• [Work to do] Extract verbatim from the items below every line from the one containing "We are building a detection dataset for the class groom's short" through the end of the items, inclusive.

-------------------------

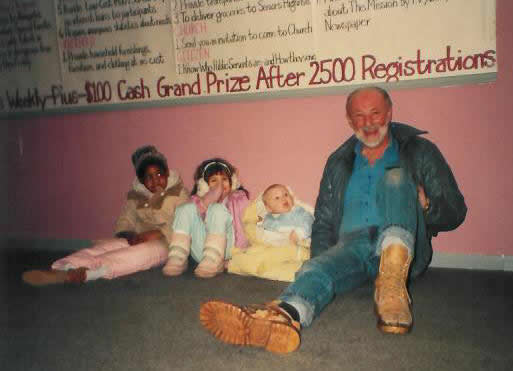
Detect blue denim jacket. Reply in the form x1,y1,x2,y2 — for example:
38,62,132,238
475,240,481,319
311,122,467,276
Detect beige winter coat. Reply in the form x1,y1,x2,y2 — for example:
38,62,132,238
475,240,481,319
115,170,189,243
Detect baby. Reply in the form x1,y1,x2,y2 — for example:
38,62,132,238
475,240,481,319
262,184,314,245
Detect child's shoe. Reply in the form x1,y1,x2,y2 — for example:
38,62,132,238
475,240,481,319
21,268,87,286
162,233,191,276
200,300,301,353
194,234,226,278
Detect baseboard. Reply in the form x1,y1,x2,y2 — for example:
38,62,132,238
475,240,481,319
430,251,513,272
5,238,513,272
6,237,91,252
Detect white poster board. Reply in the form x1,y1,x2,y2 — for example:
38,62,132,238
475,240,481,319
0,0,497,115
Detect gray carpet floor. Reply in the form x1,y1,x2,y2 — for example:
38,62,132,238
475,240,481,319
0,245,513,371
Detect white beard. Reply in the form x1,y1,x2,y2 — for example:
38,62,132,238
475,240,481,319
354,125,388,148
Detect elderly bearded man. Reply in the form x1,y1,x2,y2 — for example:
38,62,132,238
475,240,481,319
200,87,467,353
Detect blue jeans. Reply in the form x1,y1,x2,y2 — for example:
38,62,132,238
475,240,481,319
279,168,425,327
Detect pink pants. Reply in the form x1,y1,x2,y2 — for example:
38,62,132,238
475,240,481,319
52,238,169,279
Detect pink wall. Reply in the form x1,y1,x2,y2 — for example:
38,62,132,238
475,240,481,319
8,0,513,255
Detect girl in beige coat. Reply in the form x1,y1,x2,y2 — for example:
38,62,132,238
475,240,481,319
23,146,188,286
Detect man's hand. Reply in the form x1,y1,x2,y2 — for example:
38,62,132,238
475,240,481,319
417,185,429,211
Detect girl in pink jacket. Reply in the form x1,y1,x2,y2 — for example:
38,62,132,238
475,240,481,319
23,146,189,286
163,158,249,278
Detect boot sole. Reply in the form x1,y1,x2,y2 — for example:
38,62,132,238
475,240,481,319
200,301,300,354
374,306,413,335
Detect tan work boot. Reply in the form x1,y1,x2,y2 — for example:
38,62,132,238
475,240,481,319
21,268,87,286
200,300,300,353
374,244,413,334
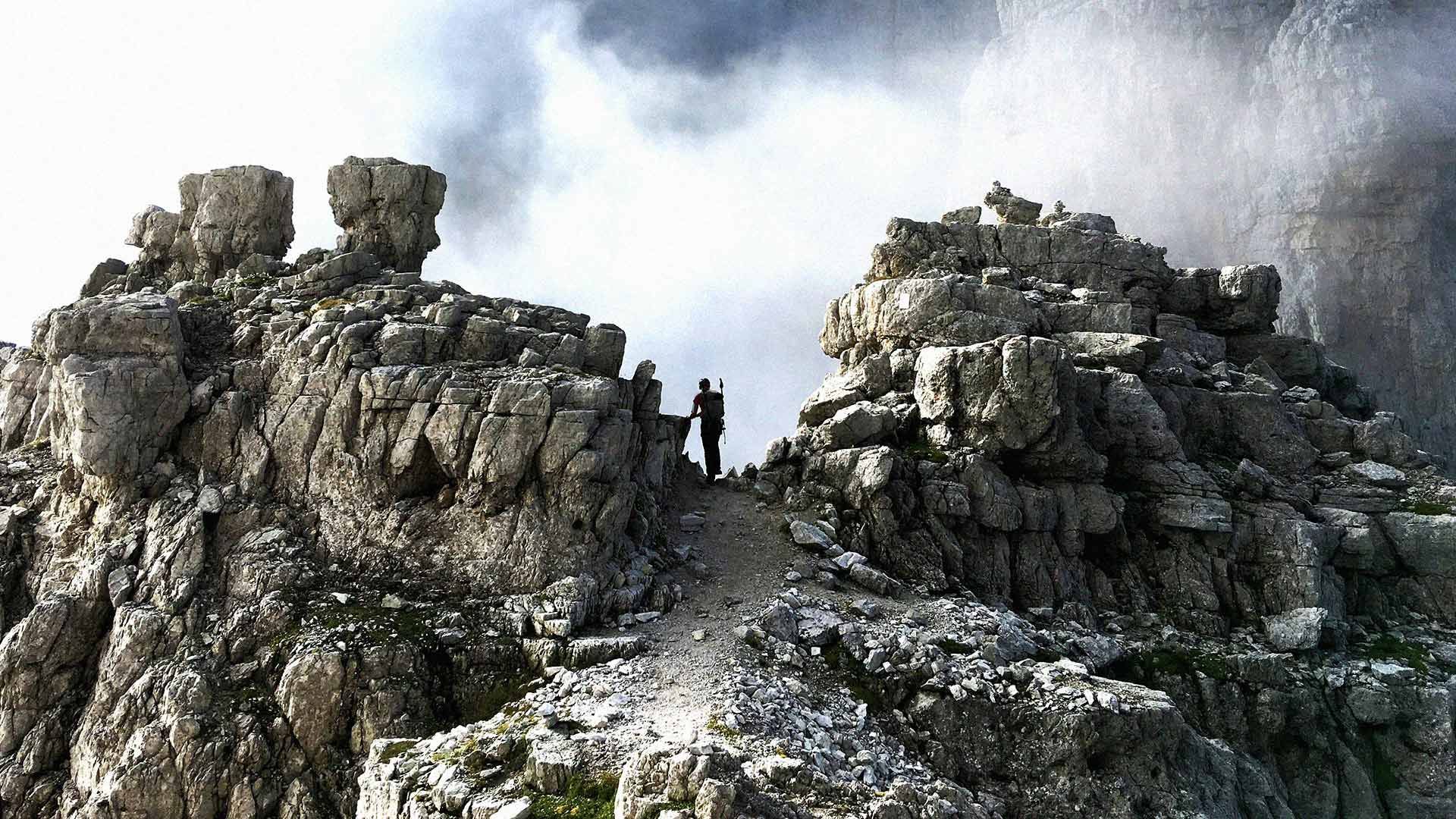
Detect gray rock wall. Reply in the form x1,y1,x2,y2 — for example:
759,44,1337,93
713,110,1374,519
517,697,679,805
0,163,682,819
755,188,1456,816
968,0,1456,457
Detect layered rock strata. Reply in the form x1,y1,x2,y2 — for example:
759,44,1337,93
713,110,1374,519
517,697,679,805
755,187,1456,814
0,160,682,817
967,0,1456,457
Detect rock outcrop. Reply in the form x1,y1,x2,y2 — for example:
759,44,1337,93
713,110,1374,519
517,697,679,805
127,165,293,283
329,156,446,272
967,0,1456,459
755,185,1456,816
0,160,682,817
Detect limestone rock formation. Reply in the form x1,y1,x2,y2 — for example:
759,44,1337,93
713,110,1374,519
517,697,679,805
755,192,1456,816
127,165,293,283
329,156,446,272
967,0,1456,459
0,163,682,817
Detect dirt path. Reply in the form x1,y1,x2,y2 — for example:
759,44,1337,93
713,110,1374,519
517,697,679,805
626,481,805,740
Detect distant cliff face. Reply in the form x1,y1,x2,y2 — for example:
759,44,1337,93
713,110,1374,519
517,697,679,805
967,0,1456,457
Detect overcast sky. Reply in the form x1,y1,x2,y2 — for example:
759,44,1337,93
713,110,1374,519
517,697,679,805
0,0,1025,463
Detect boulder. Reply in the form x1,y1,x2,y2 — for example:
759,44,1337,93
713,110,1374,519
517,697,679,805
328,156,445,274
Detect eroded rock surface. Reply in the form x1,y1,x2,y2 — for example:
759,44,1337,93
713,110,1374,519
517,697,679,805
744,187,1456,816
0,162,682,817
329,156,446,272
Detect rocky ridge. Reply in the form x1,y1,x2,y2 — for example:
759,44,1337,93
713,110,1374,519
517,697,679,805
346,185,1456,819
755,185,1456,816
967,0,1456,457
0,158,1456,819
0,158,682,816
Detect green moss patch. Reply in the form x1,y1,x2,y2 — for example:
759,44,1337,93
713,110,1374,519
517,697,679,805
532,775,617,819
1101,648,1233,688
1356,634,1431,673
904,441,951,463
1402,500,1456,514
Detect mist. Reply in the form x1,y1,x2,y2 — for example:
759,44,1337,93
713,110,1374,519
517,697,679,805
0,0,1450,466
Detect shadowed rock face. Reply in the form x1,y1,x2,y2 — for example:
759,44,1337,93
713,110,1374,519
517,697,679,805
971,0,1456,459
127,165,293,283
757,187,1456,816
0,160,682,817
329,156,446,272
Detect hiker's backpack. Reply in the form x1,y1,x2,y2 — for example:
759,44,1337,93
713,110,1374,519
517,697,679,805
703,389,723,424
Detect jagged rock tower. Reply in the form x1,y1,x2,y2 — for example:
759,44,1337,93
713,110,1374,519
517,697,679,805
0,158,682,816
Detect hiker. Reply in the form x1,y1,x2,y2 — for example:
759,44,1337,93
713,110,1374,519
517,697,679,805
687,379,723,484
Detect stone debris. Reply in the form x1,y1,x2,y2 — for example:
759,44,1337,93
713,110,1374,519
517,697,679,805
0,158,1456,819
744,182,1456,814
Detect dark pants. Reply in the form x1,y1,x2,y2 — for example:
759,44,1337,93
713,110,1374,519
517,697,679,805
701,419,723,478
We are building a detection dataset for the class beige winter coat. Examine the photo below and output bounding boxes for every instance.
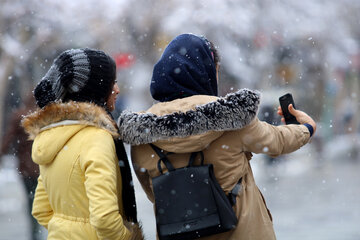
[119,89,310,240]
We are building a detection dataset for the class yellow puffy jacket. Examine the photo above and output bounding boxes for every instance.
[23,102,142,240]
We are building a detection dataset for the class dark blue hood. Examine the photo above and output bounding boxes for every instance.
[150,34,218,102]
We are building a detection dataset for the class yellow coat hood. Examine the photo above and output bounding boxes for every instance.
[22,102,118,165]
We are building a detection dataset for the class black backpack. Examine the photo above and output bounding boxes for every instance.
[150,144,241,240]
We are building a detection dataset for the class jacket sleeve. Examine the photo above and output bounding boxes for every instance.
[80,129,131,239]
[238,118,310,157]
[32,176,54,229]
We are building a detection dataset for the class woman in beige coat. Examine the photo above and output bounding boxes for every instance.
[119,34,316,240]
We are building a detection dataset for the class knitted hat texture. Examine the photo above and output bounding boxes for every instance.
[34,48,116,107]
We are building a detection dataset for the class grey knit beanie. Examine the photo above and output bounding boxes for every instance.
[34,48,116,108]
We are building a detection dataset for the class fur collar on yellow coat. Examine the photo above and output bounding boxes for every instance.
[119,89,310,240]
[22,102,143,240]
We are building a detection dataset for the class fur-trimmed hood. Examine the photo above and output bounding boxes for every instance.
[118,89,260,148]
[22,102,118,165]
[21,101,119,140]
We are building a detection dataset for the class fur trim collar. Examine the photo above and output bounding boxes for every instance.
[21,101,119,140]
[118,89,260,145]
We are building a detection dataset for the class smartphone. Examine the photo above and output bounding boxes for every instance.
[279,93,300,124]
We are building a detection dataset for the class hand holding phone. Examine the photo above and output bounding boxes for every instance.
[279,93,300,124]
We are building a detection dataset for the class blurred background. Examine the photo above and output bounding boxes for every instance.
[0,0,360,240]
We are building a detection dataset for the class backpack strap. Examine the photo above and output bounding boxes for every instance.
[228,178,242,206]
[150,143,175,174]
[187,151,204,167]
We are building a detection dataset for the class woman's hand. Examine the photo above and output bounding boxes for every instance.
[277,104,316,133]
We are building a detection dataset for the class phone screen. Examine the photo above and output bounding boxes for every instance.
[279,93,300,124]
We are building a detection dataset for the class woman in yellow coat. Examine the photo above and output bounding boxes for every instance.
[22,49,142,240]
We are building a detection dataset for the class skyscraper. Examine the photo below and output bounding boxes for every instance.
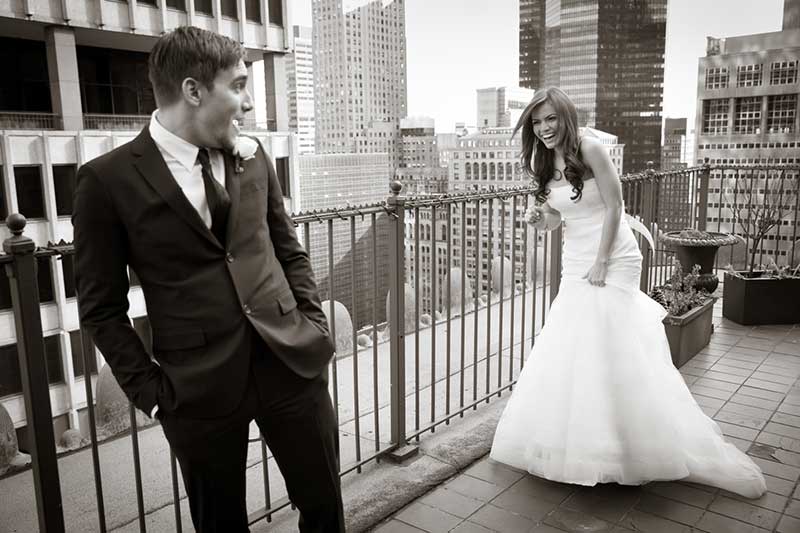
[312,0,406,168]
[286,26,314,154]
[520,0,667,172]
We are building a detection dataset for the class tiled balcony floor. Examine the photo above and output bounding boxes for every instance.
[375,303,800,533]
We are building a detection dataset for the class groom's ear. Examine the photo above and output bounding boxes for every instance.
[181,78,202,106]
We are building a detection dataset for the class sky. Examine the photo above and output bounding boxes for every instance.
[290,0,783,132]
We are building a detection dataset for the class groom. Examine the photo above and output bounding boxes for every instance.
[72,27,344,532]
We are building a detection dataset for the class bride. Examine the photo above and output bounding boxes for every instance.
[490,88,766,498]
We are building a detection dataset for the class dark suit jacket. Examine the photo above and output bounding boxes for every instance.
[72,128,333,417]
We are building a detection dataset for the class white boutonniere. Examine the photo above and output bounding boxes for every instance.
[231,121,258,174]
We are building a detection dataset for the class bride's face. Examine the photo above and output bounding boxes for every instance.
[531,101,559,150]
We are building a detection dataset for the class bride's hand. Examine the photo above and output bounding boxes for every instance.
[583,261,608,287]
[525,205,558,231]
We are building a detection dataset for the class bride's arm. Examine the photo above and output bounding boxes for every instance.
[525,202,561,231]
[580,138,623,285]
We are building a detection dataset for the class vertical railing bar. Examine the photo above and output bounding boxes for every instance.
[79,325,106,533]
[370,213,380,452]
[497,197,504,390]
[128,402,147,533]
[444,204,450,425]
[458,200,467,417]
[414,207,422,436]
[259,436,272,522]
[350,215,361,474]
[328,218,339,420]
[472,198,482,410]
[519,194,536,371]
[510,194,518,381]
[169,448,183,533]
[481,198,494,403]
[430,204,439,433]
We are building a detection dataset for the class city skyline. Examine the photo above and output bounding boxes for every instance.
[292,0,783,132]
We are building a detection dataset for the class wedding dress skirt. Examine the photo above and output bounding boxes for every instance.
[490,180,766,498]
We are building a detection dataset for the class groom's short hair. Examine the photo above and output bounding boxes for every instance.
[148,26,246,106]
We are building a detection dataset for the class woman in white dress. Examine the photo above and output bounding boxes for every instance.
[490,88,766,498]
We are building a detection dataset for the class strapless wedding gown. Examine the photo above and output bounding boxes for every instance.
[490,179,766,498]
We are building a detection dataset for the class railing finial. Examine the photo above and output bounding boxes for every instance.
[6,213,28,237]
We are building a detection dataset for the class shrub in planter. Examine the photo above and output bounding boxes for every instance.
[650,265,715,368]
[722,169,800,325]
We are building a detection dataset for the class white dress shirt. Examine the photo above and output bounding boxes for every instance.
[150,109,225,228]
[145,109,225,418]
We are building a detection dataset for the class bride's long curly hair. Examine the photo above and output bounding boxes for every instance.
[512,87,587,203]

-------------------------

• [Right answer]
We are building a detection dataset for the class groom's short hair. Examine the photo above and output bounding boxes for every instance.
[148,26,246,106]
We are building a detection dataset for the class woman in white dress. Examine the photo above and output bounding boxes for every instance.
[490,88,766,498]
We are building a detection dataset for the class strapless wedding gown. Examine the photo above and output bounding boxes for every instance.
[490,179,766,498]
We are building a detection dataset for the class railing finial. Examine the photo above and output bounding boxes for every instance.
[6,213,28,237]
We are building a detection dataset for the class shrub in planter. Examine the photo above and output bounding boxes for every instance.
[650,265,715,368]
[722,169,800,325]
We are building a detection dataset for the class white dress shirt. Examine the photo above and output bounding boxes for every instance.
[150,109,225,228]
[145,109,225,418]
We are building a detection dataset for the class bride's long curly hair. Examine the photo above and output bounding boxes for every instance.
[512,87,587,203]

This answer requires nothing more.